Identify every line below that contains the string "water", and copy each one in full.

_RECORDS FOR THE EXERCISE_.
--------------------------------------------------
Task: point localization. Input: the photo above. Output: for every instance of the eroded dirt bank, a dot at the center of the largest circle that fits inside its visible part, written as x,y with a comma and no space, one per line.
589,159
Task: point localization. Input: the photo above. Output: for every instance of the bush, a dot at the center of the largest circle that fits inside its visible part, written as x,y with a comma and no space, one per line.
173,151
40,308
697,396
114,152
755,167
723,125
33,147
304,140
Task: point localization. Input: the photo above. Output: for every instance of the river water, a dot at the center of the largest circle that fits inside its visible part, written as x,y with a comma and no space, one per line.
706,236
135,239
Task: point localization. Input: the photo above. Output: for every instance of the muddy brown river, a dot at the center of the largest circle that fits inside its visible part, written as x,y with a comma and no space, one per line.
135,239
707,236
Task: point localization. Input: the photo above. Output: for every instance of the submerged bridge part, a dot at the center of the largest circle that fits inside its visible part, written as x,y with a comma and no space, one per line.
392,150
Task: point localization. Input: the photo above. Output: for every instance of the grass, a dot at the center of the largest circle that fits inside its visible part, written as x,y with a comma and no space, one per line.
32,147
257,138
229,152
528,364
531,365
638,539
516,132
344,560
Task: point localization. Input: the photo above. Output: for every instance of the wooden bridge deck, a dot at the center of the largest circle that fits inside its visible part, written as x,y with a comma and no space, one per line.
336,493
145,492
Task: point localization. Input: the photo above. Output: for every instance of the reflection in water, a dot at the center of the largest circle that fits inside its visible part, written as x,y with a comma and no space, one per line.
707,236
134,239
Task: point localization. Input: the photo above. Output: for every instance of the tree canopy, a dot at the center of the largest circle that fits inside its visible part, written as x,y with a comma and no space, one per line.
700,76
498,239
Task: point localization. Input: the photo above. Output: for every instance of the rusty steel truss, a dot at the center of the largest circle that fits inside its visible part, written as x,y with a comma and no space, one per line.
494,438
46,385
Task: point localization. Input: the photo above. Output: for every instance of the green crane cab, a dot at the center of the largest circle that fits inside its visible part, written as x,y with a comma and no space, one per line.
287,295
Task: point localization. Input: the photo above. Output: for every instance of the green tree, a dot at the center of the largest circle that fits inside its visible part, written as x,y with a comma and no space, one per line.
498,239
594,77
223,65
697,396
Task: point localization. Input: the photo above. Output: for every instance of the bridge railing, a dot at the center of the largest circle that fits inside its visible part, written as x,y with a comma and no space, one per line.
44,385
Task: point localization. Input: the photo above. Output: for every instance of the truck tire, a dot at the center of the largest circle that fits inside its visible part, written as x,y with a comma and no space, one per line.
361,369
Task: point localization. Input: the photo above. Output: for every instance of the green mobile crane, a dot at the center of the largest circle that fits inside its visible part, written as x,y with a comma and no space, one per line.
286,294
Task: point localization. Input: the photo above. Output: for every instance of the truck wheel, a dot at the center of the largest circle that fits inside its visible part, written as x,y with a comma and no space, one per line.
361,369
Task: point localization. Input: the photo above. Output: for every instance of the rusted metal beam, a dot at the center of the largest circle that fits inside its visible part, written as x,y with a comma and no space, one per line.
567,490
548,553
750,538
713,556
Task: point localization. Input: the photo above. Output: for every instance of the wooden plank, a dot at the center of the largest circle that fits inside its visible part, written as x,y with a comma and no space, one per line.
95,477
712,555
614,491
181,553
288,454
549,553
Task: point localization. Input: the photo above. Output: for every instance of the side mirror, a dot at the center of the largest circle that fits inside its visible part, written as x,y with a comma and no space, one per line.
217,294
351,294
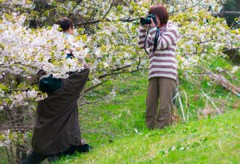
--------------------------------------------------
_SOLUTION TO THIS TASK_.
Task: point localization. Input: the photo above. Output: for every instance of the river water, a dot at the center of the largest circle that fits inside its visible part, written as x,y with a comma and no space, one per line.
Task: point localization. Input: the photo above. Output: for every instance of the reflection in water, a dot at the center of the largest circle that fits inside its visible part, written as x,y with a comma and no space, one per line.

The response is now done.